EXERCISE AIM: Repeat the lines from the line with "Target: blurred white wall" to the line with "the green leaf" in the listing below, keeping both end lines and adding nothing.

MATERIAL FOR THIS TASK:
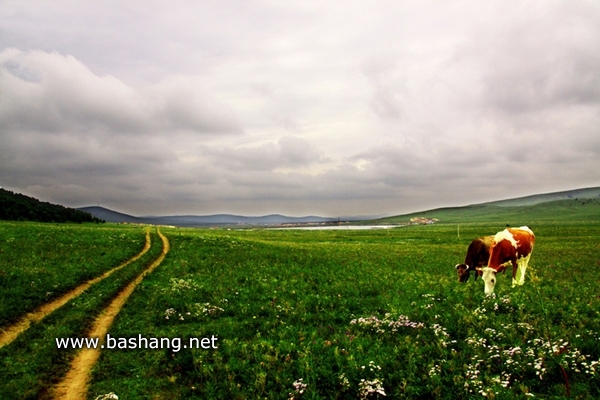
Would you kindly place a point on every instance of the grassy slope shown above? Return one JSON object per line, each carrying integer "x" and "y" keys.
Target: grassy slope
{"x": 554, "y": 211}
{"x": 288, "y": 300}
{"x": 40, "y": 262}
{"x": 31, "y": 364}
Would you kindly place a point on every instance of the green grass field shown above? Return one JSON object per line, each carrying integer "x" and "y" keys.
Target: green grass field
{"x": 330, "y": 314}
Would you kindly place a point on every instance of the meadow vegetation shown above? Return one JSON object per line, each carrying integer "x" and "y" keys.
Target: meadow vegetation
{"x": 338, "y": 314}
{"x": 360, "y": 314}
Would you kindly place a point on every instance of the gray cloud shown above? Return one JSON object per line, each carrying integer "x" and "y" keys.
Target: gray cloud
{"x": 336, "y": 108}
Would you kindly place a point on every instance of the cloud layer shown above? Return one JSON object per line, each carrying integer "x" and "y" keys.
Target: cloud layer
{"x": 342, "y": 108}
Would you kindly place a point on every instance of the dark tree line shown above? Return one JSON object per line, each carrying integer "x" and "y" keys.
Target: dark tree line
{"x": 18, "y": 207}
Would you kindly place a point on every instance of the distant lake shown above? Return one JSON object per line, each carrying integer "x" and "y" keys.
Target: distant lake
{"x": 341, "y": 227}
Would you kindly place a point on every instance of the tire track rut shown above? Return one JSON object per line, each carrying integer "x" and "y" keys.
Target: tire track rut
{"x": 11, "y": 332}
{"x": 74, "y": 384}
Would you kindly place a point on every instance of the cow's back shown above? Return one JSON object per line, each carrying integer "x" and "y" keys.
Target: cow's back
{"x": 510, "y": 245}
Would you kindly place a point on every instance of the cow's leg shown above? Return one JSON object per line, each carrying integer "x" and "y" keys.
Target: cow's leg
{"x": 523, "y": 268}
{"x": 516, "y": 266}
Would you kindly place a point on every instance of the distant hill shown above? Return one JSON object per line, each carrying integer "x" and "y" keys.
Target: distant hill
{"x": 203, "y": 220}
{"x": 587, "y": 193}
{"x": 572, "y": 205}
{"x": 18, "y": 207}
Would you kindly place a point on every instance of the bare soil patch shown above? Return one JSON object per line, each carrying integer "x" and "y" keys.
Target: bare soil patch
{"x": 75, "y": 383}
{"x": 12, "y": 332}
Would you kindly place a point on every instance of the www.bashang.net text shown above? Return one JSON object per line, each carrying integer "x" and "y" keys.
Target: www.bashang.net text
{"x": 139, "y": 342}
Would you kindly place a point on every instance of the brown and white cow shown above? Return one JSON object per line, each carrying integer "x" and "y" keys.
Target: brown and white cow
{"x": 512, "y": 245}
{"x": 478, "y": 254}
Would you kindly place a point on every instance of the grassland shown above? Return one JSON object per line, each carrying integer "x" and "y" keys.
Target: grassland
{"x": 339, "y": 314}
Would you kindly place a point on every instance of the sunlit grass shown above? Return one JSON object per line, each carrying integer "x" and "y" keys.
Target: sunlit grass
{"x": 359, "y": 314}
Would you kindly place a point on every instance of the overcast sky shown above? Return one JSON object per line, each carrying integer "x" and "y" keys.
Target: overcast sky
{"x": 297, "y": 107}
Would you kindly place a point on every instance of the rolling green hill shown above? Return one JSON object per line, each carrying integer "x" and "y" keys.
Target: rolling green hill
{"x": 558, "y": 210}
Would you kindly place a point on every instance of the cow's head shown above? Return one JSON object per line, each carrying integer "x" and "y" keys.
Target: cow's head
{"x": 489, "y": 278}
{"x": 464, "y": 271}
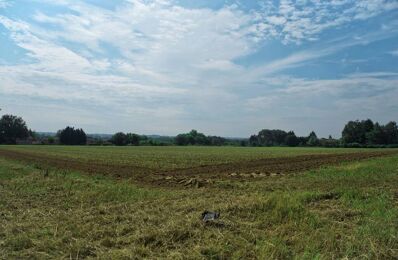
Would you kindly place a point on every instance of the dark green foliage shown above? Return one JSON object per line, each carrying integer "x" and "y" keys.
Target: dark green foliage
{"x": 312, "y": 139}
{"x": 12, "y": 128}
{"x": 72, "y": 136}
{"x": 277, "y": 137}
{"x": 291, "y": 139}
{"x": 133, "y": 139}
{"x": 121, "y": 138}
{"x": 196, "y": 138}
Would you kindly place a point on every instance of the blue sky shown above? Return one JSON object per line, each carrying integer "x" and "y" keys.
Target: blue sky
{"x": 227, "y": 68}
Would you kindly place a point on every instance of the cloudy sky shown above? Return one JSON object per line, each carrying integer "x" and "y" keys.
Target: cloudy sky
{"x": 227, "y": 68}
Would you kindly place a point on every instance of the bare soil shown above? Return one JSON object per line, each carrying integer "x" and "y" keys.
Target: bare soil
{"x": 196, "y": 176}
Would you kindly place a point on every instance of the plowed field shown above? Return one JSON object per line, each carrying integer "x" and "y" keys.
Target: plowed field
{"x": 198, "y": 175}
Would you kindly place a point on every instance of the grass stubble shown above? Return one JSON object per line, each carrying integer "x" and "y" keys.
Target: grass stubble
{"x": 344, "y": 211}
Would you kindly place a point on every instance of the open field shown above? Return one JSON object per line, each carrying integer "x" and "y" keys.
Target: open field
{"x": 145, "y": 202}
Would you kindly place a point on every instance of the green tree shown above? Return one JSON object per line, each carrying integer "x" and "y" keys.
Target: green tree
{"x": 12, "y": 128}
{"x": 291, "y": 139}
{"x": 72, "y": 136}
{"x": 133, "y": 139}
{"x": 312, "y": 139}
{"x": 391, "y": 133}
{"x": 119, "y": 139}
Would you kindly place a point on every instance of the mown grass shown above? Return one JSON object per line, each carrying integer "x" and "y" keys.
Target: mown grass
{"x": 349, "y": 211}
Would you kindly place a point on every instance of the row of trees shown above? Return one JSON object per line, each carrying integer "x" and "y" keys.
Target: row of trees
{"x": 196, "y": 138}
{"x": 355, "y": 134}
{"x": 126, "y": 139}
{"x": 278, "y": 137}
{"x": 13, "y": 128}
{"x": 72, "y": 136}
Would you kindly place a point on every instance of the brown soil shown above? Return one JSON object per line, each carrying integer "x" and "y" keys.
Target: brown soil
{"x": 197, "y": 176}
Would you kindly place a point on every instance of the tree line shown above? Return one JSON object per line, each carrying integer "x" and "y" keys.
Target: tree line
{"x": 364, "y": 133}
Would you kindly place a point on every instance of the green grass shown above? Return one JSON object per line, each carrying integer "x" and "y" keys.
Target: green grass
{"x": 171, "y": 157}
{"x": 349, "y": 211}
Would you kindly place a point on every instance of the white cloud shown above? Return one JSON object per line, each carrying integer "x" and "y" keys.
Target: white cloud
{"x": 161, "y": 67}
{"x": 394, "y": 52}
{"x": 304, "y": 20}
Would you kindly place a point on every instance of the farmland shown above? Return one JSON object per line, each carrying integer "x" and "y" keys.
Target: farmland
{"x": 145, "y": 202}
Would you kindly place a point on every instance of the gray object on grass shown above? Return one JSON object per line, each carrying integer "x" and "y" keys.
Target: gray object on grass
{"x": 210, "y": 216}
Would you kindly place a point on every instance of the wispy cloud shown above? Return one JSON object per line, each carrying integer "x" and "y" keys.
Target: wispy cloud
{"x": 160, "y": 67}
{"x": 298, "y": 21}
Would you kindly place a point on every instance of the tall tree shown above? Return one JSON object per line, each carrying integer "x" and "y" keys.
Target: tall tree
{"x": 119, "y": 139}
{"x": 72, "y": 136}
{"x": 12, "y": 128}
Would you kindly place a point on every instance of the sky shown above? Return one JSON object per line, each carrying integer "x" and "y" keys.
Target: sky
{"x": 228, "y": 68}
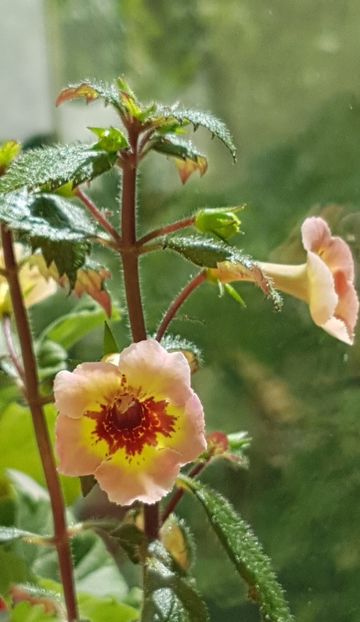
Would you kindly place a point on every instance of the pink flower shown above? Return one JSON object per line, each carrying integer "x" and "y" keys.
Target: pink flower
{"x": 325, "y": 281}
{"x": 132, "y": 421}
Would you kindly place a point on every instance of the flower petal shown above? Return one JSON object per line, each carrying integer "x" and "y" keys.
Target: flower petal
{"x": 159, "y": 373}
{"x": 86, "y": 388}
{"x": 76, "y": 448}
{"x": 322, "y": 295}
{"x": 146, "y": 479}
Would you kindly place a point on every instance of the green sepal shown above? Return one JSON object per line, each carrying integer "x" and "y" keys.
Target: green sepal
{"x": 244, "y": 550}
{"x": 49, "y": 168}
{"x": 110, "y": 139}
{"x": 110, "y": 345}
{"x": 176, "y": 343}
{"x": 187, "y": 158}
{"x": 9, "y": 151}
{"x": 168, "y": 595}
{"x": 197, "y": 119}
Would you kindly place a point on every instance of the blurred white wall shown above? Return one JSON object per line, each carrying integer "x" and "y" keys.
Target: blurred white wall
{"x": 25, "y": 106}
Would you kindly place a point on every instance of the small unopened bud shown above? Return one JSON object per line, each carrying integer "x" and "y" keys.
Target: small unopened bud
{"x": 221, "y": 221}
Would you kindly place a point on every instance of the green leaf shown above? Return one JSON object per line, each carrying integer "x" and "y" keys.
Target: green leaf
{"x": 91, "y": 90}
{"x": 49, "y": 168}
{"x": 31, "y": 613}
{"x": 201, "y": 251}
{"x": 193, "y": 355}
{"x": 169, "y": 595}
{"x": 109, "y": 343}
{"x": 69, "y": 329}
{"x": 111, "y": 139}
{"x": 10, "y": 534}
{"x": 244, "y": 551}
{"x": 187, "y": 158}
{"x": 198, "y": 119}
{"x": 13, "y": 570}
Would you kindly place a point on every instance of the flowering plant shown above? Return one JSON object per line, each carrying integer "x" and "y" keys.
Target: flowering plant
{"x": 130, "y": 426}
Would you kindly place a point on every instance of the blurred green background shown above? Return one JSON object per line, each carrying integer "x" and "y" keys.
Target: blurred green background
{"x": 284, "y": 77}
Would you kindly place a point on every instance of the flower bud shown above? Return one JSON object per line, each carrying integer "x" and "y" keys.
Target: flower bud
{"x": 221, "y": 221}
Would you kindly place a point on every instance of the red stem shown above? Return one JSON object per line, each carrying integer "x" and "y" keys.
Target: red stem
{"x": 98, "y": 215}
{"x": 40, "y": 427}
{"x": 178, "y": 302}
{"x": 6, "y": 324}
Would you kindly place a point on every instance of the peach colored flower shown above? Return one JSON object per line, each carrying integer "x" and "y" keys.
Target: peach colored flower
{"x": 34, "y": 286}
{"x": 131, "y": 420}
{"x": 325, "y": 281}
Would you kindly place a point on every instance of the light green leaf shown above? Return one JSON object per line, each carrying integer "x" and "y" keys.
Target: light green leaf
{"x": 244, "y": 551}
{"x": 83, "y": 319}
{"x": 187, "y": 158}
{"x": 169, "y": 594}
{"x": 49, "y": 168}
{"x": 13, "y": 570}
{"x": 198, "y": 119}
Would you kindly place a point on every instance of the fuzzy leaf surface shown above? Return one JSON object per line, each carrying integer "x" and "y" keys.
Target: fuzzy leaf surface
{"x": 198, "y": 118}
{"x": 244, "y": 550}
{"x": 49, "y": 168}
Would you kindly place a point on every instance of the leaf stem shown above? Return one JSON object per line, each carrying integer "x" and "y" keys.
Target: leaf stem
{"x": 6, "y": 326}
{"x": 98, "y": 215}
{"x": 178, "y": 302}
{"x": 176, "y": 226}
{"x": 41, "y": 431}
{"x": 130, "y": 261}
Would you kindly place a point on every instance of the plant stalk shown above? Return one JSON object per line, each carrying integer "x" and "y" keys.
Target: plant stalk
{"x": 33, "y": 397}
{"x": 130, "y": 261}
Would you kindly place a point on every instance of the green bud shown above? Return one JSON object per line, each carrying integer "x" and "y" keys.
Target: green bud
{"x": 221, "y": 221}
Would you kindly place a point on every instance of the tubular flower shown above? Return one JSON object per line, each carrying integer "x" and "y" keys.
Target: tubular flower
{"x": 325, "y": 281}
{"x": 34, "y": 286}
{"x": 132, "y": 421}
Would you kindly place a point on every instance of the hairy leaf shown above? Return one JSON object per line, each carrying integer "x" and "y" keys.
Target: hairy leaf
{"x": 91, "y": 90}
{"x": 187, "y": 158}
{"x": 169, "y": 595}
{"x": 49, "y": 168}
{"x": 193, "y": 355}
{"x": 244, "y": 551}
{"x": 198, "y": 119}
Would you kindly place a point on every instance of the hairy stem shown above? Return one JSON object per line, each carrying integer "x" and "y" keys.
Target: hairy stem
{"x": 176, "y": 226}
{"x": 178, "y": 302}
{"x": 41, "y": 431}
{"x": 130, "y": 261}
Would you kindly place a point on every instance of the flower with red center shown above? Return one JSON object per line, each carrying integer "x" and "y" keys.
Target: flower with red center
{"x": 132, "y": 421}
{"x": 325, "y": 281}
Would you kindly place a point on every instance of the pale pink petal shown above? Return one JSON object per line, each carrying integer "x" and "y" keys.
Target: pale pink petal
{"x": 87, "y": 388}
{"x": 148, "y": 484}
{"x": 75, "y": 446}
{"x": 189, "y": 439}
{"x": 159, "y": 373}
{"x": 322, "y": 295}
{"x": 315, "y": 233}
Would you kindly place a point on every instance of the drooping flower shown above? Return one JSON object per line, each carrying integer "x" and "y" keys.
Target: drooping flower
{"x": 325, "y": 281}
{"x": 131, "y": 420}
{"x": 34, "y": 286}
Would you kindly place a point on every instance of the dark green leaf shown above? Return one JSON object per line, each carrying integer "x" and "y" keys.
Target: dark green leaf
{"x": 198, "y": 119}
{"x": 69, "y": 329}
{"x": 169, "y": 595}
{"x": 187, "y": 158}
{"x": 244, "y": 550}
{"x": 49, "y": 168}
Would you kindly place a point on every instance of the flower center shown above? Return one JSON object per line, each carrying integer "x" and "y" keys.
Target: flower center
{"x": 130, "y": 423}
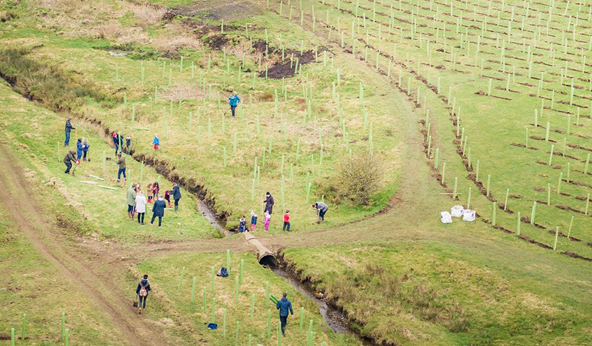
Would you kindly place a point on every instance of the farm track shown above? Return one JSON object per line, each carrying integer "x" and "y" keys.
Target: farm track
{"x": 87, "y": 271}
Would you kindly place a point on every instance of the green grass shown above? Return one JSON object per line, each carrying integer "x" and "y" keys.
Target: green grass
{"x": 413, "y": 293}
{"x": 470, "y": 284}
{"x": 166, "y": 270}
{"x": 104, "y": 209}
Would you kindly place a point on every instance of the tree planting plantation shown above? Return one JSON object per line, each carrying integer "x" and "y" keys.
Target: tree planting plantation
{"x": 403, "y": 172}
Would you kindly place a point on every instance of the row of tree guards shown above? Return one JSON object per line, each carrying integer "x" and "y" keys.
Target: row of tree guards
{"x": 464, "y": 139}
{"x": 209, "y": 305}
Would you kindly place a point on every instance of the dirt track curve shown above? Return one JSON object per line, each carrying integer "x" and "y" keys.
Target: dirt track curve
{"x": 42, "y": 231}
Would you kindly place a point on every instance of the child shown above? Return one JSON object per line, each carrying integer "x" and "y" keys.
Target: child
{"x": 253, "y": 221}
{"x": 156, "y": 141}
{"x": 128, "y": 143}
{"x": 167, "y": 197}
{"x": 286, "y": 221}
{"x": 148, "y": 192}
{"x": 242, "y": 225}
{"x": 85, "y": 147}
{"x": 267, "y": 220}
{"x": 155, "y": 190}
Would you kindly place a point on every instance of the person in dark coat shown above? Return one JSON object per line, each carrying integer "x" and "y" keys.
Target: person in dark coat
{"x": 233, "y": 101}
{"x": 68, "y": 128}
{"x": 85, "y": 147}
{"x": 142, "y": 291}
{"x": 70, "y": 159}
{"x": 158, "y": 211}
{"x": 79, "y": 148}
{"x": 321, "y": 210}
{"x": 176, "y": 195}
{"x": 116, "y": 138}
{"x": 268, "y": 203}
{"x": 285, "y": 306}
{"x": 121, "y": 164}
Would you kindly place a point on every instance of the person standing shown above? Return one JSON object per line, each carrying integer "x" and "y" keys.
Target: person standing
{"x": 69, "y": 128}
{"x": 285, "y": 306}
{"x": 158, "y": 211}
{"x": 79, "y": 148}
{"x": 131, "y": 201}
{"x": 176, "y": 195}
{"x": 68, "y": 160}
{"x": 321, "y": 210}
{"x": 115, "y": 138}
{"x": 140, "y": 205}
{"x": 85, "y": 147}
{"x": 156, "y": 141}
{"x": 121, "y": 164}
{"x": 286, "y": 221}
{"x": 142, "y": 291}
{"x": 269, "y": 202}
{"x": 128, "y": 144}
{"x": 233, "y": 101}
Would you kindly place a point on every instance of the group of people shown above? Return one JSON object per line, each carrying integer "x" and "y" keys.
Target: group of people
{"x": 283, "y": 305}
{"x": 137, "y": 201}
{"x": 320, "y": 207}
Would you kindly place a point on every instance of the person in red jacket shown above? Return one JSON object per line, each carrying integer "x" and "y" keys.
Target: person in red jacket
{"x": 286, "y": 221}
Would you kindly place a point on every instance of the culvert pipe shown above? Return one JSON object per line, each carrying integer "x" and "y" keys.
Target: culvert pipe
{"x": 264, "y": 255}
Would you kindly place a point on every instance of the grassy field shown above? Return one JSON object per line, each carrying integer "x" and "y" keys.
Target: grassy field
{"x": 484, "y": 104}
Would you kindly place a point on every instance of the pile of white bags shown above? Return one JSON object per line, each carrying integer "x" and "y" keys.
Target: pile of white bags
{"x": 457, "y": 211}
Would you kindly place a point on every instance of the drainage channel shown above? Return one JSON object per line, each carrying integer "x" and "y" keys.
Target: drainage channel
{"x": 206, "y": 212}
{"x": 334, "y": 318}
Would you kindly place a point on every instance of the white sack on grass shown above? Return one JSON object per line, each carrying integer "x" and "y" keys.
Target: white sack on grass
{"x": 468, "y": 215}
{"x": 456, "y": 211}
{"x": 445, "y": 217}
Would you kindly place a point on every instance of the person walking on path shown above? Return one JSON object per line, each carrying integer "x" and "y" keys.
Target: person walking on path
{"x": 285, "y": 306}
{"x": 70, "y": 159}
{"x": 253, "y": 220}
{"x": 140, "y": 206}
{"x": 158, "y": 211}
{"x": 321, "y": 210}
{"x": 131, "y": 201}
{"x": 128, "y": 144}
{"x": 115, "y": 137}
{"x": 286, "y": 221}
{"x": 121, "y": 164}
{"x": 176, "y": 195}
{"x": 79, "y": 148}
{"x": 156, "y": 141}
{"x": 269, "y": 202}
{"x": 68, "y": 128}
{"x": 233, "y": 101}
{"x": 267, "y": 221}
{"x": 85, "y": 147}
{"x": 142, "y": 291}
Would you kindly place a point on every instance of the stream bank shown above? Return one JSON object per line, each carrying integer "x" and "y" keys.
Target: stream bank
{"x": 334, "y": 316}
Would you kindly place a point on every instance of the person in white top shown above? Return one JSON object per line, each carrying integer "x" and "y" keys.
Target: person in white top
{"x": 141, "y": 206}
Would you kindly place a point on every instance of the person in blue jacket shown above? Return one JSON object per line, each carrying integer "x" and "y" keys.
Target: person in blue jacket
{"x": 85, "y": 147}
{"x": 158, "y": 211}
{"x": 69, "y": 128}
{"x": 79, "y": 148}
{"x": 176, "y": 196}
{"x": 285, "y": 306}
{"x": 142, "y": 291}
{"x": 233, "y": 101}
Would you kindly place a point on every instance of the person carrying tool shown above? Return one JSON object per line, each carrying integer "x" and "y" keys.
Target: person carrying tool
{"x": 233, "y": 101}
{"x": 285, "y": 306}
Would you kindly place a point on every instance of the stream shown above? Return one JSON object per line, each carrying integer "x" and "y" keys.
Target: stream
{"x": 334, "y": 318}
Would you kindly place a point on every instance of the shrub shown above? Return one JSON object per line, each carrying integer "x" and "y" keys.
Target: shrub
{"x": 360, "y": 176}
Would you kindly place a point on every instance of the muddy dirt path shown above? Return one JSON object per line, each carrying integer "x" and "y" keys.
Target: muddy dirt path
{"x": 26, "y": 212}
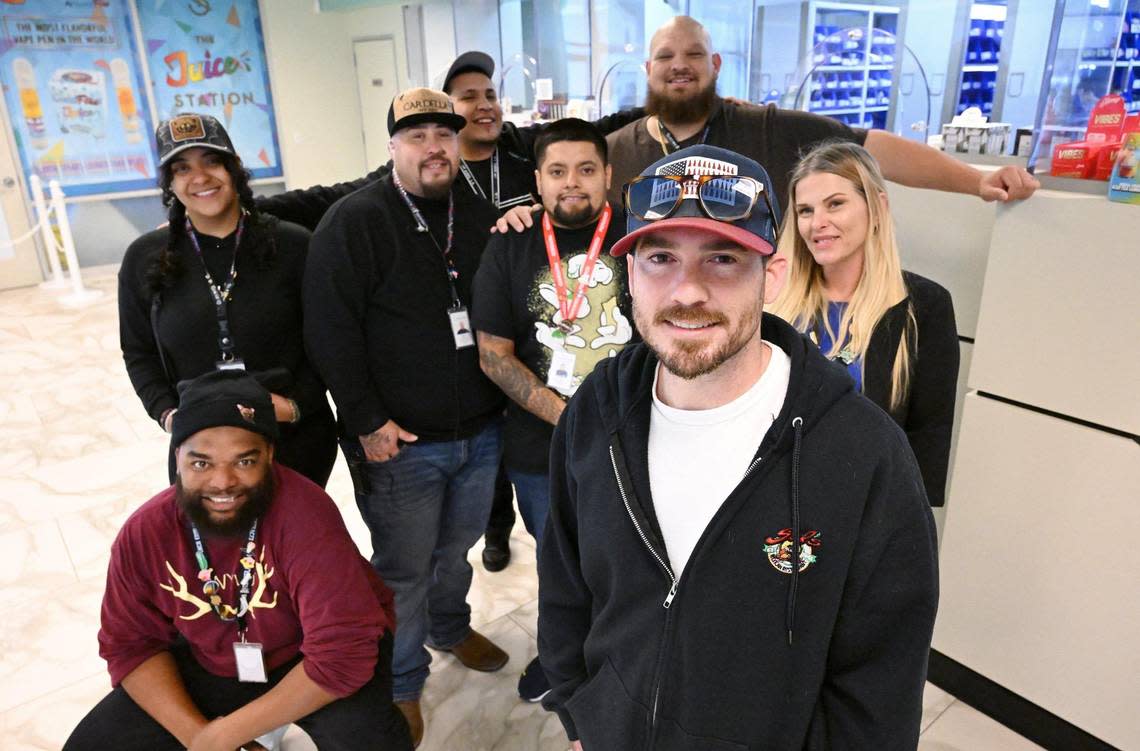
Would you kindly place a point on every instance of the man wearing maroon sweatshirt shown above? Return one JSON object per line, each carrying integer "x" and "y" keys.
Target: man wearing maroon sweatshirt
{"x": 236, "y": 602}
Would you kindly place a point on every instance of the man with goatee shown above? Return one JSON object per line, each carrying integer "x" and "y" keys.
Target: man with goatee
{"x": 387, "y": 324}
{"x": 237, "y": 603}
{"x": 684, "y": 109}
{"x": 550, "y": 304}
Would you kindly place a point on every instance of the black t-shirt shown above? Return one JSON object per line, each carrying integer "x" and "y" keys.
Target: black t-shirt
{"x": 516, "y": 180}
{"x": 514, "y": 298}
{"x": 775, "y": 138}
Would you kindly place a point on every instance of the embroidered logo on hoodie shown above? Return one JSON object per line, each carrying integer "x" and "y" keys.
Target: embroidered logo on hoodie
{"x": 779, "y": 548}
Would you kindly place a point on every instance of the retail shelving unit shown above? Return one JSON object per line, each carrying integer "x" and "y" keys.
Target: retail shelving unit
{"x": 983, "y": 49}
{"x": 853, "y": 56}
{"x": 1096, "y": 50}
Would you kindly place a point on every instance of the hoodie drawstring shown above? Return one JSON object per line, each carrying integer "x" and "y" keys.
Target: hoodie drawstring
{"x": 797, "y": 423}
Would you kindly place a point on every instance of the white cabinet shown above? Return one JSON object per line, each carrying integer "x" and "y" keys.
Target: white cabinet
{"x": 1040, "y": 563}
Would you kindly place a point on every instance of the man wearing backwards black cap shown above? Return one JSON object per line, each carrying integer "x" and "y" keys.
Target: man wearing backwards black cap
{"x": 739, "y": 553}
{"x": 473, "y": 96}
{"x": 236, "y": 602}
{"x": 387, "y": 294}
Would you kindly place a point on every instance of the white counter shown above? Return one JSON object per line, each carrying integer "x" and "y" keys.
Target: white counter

PROBLEM SOLUTION:
Target: blurred white wall
{"x": 25, "y": 106}
Would you kindly place a point on every instance of the small unopened bud shown above? Return one JSON object per line, each carrying integer "x" and "y" keys.
Target: small unopened bud
{"x": 221, "y": 221}
Would you kindly place a point on every instance of the green leaf shown above? Return one JSON object per line, each carrying integer "x" and "y" keys.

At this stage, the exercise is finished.